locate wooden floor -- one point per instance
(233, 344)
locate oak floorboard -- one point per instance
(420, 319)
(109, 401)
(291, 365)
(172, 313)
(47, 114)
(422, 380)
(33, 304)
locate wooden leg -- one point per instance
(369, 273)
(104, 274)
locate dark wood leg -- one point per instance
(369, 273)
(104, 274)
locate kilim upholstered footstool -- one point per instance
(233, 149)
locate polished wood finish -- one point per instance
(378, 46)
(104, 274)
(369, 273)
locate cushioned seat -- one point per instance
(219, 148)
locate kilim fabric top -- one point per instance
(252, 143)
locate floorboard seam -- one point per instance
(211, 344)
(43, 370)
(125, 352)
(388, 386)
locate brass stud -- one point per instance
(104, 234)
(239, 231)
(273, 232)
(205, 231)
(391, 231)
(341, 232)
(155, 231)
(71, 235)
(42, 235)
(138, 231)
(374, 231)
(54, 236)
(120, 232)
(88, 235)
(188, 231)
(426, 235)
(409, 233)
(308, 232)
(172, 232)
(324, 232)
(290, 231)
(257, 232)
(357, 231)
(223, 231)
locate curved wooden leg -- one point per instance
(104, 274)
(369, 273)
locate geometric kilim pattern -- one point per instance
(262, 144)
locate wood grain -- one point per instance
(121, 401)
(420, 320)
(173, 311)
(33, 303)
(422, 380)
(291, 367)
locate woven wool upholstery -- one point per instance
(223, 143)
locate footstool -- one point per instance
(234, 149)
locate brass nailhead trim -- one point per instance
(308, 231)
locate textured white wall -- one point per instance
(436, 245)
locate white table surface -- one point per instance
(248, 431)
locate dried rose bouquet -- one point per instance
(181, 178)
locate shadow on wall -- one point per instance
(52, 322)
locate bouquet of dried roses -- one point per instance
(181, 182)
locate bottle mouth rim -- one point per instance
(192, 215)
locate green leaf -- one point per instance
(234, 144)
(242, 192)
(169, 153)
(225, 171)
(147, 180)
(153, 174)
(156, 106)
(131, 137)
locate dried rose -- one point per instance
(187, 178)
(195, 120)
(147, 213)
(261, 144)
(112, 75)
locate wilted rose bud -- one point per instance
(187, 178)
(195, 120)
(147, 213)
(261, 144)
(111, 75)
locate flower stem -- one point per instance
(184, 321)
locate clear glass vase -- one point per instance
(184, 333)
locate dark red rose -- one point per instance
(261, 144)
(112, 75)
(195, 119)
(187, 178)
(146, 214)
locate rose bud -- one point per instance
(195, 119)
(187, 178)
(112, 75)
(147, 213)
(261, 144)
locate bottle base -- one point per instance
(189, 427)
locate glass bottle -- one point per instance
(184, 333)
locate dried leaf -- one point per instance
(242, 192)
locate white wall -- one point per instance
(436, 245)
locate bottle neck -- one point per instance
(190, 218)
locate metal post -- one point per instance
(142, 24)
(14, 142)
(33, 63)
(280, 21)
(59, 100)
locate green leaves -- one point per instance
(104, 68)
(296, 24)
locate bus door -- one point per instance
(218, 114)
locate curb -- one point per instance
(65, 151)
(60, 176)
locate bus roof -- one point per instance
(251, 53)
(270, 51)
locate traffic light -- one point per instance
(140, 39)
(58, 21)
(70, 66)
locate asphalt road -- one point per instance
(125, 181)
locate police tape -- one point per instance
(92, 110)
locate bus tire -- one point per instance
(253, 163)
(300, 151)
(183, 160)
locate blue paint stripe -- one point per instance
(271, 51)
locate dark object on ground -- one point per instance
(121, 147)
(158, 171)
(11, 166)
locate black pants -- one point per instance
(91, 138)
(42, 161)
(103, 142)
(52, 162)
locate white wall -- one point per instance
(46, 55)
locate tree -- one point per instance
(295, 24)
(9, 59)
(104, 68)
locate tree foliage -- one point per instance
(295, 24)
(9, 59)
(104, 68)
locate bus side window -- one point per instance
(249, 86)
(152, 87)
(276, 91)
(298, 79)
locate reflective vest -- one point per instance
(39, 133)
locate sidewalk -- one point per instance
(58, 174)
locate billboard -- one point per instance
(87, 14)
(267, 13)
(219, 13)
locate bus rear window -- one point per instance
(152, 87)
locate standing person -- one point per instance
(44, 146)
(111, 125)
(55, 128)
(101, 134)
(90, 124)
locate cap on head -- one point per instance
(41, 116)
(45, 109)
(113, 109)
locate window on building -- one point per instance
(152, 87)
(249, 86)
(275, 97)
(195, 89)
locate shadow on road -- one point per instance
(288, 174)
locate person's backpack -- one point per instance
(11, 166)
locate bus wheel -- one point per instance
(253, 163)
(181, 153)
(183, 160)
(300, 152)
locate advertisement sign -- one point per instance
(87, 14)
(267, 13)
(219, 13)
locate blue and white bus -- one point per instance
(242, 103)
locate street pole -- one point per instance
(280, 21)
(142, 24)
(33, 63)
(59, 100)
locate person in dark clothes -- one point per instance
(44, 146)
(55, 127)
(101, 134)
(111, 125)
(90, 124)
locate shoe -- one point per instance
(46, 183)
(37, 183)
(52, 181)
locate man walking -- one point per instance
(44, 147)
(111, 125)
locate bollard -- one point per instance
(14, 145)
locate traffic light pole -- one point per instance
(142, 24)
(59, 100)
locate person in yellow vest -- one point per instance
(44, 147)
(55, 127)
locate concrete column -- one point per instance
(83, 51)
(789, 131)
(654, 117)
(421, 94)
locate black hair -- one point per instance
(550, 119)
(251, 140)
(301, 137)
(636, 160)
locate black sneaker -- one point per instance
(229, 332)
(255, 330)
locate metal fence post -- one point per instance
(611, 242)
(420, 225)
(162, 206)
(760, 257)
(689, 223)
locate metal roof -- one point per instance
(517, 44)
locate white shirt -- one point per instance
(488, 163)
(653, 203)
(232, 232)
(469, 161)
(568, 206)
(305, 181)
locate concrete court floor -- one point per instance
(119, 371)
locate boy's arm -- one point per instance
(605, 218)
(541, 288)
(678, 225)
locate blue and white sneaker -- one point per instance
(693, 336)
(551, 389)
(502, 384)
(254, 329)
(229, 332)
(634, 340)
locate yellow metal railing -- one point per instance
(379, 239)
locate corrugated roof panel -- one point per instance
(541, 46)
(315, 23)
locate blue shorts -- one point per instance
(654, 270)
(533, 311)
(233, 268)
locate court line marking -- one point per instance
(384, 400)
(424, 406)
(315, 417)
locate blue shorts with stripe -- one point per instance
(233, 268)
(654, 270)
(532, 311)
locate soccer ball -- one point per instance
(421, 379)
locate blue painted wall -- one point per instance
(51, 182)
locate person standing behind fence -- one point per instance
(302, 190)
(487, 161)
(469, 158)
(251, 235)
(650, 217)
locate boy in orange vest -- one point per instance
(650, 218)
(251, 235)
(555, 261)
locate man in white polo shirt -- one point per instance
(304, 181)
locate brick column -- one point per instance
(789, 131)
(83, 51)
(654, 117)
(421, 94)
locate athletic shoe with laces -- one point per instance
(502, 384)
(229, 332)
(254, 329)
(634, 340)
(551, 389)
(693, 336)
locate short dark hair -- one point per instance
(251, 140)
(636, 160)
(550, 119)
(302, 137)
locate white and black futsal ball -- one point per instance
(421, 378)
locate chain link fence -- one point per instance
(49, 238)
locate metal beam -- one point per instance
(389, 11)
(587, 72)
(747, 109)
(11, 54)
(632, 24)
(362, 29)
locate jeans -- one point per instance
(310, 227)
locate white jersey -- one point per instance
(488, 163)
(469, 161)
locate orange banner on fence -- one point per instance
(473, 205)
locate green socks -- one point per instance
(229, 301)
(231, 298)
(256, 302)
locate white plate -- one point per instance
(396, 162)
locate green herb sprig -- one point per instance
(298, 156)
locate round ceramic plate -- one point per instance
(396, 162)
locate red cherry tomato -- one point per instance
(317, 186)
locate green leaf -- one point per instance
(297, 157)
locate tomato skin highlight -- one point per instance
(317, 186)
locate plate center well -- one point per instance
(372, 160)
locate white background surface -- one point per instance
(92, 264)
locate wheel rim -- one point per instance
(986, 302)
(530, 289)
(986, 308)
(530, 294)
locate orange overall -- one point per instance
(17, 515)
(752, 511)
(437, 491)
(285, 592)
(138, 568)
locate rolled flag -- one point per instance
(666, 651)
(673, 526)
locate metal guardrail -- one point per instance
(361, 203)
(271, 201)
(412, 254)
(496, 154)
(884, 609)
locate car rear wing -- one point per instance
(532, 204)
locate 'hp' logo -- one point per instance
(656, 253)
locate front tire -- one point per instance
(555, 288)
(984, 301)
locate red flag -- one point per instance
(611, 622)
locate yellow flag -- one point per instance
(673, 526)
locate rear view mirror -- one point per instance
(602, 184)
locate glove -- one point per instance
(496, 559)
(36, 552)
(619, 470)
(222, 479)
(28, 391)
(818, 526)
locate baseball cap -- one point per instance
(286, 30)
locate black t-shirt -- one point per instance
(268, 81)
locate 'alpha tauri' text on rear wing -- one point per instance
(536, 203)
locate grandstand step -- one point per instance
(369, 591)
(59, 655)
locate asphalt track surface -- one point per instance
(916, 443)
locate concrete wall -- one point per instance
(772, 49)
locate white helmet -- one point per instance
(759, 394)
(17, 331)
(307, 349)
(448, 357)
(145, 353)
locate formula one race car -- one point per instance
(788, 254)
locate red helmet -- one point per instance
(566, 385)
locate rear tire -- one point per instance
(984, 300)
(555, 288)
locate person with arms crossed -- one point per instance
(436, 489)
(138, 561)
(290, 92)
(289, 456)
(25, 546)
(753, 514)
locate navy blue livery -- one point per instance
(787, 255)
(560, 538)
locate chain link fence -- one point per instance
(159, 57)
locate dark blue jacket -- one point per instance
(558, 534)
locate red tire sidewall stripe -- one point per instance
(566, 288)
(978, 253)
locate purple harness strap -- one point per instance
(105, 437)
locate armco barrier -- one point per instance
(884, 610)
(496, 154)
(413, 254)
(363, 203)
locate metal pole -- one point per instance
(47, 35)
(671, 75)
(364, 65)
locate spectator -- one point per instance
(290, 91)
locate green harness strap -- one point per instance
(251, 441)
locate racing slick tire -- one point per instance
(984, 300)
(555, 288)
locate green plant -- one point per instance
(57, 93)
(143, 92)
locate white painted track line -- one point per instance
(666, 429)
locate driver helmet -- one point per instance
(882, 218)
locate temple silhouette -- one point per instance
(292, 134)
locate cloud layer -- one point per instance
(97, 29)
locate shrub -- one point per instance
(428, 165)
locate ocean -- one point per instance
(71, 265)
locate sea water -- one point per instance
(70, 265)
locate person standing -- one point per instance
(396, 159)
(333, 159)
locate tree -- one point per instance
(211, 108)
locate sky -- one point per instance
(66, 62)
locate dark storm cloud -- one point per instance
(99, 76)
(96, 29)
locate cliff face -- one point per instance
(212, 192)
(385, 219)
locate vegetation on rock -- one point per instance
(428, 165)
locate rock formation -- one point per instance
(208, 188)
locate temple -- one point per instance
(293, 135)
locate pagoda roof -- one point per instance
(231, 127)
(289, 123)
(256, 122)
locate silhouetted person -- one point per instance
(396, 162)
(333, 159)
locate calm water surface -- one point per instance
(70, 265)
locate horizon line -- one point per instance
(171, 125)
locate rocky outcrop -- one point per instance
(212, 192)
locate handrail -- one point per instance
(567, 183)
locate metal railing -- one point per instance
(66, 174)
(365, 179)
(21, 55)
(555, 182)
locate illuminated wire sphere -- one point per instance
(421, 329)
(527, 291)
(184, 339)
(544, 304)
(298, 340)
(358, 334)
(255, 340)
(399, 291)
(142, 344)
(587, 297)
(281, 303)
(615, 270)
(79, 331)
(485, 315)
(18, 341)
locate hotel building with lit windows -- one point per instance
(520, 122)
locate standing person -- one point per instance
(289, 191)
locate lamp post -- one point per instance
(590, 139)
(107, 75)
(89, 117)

__________________________________________________

◆ **Exercise objective**:
Copy exactly the lines above, from the one containing "locate silhouetted person" through the very last line.

◆ **Result of the exercise**:
locate silhouetted person -- one point per instance
(396, 162)
(333, 159)
locate calm water surface -- one point per instance
(70, 265)
locate horizon line -- one point per instance
(171, 125)
locate rocky outcrop -- one point per instance
(212, 192)
locate handrail -- one point per instance
(567, 183)
locate metal railing -- one point per instance
(66, 174)
(365, 179)
(21, 55)
(555, 182)
locate illuminated wire sphere -- one point per instance
(421, 329)
(527, 291)
(184, 339)
(544, 304)
(298, 340)
(358, 334)
(255, 340)
(399, 291)
(142, 344)
(587, 297)
(281, 303)
(615, 270)
(79, 331)
(485, 315)
(18, 341)
locate hotel building with lit windows -- one point per instance
(520, 122)
locate standing person -- one point per instance
(289, 191)
locate lamp post -- one point per instance
(590, 139)
(107, 75)
(89, 117)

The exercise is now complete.